**Directions**
Your task is to return the line containing "side stripe on" plus every line after it, exactly and with nothing added.

Data extracted from a collection:

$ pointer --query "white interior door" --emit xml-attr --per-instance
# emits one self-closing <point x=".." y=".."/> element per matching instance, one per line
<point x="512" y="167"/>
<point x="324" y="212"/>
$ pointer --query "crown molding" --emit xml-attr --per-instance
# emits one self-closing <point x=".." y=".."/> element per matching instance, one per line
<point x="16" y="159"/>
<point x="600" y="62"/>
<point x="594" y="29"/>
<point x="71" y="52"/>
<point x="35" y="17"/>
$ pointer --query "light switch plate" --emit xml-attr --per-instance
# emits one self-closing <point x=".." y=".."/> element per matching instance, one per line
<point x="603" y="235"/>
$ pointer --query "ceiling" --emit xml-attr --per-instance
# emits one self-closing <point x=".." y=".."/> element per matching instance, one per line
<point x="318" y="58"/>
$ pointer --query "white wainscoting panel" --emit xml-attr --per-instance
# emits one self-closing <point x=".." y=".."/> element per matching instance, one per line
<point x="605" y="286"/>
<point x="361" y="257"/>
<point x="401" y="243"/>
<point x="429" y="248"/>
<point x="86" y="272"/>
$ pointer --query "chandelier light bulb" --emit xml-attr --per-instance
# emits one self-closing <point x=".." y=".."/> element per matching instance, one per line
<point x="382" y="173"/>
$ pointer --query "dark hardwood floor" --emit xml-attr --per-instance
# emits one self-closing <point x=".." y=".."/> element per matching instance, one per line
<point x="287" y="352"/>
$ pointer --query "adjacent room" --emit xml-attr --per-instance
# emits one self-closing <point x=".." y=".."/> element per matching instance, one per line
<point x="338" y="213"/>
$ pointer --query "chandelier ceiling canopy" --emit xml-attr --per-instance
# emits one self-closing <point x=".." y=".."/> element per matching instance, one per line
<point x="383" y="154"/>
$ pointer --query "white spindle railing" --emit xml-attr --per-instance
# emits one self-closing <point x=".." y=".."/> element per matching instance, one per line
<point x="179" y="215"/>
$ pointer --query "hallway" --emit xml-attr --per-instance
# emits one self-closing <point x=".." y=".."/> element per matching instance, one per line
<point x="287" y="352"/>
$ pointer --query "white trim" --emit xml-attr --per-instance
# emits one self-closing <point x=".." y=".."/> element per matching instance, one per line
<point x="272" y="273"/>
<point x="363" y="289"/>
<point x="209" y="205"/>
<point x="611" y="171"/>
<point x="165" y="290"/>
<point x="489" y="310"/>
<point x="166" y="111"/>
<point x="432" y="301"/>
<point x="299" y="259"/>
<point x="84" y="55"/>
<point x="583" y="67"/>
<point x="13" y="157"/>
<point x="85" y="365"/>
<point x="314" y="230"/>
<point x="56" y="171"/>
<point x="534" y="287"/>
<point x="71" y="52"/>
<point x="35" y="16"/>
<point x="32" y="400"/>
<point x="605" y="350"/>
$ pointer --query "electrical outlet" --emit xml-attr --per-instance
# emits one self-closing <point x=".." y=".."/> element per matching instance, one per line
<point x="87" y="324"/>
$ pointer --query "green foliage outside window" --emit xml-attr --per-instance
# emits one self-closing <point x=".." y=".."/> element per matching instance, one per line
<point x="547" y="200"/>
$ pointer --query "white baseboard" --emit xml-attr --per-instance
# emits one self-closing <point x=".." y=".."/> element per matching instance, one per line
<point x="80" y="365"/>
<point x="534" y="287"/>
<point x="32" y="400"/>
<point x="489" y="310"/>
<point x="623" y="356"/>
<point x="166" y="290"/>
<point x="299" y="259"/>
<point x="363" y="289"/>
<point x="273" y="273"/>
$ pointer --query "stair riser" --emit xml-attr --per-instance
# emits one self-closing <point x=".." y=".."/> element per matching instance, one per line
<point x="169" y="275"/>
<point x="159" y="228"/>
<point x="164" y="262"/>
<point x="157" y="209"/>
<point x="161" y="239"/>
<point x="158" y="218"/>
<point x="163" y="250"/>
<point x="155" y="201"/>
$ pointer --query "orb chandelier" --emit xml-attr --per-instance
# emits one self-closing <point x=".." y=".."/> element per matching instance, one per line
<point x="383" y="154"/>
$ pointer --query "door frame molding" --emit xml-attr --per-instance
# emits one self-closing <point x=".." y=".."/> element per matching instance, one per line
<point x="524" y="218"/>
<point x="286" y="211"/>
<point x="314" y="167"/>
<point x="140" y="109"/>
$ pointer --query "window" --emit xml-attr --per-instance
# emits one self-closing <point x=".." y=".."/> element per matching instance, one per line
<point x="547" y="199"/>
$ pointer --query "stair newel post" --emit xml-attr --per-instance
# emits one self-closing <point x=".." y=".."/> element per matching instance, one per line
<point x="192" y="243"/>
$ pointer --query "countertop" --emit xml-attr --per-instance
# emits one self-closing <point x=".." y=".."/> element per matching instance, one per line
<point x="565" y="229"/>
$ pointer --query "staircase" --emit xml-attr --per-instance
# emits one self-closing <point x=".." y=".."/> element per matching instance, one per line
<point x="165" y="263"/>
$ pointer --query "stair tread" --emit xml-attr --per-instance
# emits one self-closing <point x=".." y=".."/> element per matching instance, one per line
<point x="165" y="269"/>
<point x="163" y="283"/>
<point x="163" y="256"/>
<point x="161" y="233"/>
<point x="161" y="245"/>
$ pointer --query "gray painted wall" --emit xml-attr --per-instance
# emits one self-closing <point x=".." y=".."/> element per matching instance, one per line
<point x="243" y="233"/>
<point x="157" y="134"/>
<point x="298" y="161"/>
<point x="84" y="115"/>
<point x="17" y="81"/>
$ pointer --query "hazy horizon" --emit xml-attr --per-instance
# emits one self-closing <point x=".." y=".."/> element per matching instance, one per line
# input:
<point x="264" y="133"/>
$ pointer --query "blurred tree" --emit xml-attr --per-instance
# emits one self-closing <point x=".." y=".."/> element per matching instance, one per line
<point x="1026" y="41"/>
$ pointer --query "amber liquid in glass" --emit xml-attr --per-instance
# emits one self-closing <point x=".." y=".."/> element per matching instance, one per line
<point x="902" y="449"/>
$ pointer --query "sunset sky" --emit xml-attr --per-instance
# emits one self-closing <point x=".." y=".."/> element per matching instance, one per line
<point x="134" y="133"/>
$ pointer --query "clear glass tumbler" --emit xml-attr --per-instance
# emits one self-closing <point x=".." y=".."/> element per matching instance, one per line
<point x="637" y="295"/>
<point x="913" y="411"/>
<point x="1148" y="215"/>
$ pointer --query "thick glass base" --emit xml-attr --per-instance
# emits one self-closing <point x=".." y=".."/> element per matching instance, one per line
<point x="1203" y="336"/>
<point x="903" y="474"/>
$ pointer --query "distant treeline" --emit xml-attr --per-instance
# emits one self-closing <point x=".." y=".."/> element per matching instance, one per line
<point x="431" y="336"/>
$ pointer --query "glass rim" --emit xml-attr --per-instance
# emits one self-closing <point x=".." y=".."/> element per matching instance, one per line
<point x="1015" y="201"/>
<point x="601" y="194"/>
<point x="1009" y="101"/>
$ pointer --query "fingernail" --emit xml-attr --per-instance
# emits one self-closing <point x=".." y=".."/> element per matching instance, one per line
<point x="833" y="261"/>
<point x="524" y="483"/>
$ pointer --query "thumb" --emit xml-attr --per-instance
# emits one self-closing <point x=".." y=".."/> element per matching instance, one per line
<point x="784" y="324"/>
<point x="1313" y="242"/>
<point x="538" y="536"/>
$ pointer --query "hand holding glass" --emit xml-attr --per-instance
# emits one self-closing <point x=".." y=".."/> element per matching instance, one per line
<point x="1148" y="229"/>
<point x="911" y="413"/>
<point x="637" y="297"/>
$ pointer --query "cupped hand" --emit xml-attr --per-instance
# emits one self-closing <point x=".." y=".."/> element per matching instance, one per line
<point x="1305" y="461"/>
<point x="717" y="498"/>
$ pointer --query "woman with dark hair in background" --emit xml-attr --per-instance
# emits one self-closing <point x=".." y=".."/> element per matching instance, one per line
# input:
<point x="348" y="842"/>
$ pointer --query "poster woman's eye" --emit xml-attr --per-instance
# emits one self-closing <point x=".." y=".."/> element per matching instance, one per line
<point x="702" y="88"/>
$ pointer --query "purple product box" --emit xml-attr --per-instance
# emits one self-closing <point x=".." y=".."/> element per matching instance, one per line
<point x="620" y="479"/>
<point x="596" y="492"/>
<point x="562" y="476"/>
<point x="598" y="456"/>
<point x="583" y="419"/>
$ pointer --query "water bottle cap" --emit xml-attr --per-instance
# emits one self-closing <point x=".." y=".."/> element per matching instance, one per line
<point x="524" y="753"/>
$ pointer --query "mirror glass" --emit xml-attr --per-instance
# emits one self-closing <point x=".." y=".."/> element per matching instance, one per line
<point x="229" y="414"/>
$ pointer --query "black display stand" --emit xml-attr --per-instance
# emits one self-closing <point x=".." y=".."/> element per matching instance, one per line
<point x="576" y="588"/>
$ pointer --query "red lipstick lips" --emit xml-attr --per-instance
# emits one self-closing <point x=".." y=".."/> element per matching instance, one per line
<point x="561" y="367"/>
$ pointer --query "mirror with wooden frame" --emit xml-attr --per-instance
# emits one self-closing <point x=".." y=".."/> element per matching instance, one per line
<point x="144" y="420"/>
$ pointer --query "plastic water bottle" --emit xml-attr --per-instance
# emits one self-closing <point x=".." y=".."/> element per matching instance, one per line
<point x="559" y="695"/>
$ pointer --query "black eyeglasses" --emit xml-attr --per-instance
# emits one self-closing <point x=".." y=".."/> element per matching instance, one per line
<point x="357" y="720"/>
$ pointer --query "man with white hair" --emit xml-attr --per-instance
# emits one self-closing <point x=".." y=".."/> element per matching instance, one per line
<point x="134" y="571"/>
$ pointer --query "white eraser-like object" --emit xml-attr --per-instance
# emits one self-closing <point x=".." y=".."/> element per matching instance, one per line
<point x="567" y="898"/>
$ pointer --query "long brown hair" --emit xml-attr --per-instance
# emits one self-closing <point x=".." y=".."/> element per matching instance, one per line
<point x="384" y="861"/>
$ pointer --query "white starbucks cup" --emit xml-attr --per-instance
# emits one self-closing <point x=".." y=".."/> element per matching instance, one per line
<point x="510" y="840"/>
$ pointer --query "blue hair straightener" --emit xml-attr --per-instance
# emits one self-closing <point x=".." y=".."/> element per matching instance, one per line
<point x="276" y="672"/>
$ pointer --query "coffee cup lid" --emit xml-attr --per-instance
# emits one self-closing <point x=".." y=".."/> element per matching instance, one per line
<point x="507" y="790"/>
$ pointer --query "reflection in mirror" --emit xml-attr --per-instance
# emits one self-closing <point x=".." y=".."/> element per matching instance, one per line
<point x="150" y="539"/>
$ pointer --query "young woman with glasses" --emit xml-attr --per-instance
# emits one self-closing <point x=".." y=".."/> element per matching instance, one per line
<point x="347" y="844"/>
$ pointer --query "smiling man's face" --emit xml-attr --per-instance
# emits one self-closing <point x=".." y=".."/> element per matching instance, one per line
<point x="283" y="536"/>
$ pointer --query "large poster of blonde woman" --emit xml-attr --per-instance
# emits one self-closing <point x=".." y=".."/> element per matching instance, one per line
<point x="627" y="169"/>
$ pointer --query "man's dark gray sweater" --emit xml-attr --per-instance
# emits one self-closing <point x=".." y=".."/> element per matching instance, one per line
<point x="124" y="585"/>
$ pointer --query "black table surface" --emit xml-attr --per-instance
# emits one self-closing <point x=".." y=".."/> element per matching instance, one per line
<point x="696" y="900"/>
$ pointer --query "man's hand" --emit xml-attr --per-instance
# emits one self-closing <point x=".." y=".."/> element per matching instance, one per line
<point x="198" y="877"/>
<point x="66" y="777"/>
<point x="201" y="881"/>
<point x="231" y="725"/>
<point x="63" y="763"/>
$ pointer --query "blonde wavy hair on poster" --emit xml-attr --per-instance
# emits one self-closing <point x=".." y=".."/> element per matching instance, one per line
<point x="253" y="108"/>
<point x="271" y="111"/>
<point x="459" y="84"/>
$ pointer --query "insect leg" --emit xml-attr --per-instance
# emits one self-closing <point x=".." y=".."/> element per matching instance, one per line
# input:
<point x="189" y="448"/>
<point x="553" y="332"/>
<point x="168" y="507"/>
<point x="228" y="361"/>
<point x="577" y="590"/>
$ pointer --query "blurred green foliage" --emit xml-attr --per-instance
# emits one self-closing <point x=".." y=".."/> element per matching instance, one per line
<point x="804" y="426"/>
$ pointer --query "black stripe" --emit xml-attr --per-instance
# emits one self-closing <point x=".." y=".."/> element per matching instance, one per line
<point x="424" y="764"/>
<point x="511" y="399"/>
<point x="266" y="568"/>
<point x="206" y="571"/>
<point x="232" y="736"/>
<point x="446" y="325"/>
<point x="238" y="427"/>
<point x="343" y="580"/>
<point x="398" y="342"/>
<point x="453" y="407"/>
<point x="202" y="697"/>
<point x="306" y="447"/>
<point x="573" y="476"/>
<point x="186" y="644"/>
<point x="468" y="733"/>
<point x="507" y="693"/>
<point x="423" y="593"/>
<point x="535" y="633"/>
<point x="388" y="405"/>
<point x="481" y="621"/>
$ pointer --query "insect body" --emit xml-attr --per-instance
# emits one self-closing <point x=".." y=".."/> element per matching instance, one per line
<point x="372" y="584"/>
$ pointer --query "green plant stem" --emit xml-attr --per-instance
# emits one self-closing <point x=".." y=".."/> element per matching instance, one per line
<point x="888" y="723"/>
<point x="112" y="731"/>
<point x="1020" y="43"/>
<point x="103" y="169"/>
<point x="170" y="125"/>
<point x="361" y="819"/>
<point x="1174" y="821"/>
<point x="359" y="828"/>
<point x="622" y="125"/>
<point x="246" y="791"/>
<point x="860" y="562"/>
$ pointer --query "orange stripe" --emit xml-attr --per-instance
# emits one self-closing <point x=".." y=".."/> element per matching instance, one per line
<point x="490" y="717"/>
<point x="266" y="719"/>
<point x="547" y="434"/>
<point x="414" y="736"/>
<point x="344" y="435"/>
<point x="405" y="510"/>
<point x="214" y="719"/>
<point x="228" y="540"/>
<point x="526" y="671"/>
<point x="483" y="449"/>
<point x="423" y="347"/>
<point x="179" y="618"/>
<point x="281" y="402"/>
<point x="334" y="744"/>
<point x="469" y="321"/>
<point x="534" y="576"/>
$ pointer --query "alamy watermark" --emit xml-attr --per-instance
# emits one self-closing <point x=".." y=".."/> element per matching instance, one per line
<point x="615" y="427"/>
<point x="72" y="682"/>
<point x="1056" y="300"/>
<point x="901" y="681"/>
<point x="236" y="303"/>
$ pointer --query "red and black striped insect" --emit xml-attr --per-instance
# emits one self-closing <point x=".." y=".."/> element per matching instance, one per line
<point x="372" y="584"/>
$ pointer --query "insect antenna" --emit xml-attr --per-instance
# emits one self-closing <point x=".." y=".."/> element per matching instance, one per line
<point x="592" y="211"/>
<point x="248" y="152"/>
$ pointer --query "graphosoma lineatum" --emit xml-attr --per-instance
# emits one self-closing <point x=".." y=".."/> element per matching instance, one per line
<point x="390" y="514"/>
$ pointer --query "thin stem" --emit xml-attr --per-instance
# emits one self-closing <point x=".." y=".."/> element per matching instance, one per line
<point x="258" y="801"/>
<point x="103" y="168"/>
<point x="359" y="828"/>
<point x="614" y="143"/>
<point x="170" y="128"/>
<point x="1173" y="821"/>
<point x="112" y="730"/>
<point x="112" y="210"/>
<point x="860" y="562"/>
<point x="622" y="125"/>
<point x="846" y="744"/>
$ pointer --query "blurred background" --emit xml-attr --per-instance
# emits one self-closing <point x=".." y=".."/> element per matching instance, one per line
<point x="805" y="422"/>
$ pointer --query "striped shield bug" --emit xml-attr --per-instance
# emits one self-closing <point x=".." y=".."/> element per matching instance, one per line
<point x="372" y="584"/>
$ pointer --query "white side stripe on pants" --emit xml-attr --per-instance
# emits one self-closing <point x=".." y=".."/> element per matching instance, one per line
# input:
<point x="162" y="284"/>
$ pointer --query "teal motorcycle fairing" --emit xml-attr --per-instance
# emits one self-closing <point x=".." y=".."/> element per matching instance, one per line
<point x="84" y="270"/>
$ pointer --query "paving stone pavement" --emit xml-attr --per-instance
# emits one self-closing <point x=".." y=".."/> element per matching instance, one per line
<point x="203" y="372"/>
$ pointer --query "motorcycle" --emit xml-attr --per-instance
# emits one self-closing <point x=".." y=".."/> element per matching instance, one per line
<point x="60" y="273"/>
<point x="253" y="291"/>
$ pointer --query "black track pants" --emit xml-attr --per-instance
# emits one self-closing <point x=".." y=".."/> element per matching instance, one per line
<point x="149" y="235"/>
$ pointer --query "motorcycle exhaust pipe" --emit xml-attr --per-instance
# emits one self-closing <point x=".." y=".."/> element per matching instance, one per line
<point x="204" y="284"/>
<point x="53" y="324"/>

**Full solution**
$ pointer --query "white side stripe on pants" --emit xml-attr --per-instance
# emits one self-closing <point x=".." y=".."/> element per matching instance, one per line
# input:
<point x="162" y="284"/>
$ pointer --query "teal motorcycle fairing" --emit xml-attr --per-instance
# emits one self-closing <point x=".." y=".."/> element per matching instance, one per line
<point x="84" y="270"/>
$ pointer --query "paving stone pavement" --emit xml-attr --per-instance
# emits one self-closing <point x=".." y=".."/> element per matching instance, one per line
<point x="203" y="372"/>
$ pointer --query "motorcycle" --emit xml-attr --per-instance
# emits one self-closing <point x=".." y=".."/> element per matching instance, one per line
<point x="60" y="273"/>
<point x="253" y="291"/>
$ pointer --query "black track pants" --emit xml-attr --per-instance
# emits one self-closing <point x=".." y=".."/> element per matching instance, one per line
<point x="149" y="235"/>
$ pointer --query "motorcycle exhaust pipe" --emit xml-attr --per-instance
# emits one self-closing <point x=".." y=".."/> element per matching instance, one per line
<point x="204" y="284"/>
<point x="53" y="324"/>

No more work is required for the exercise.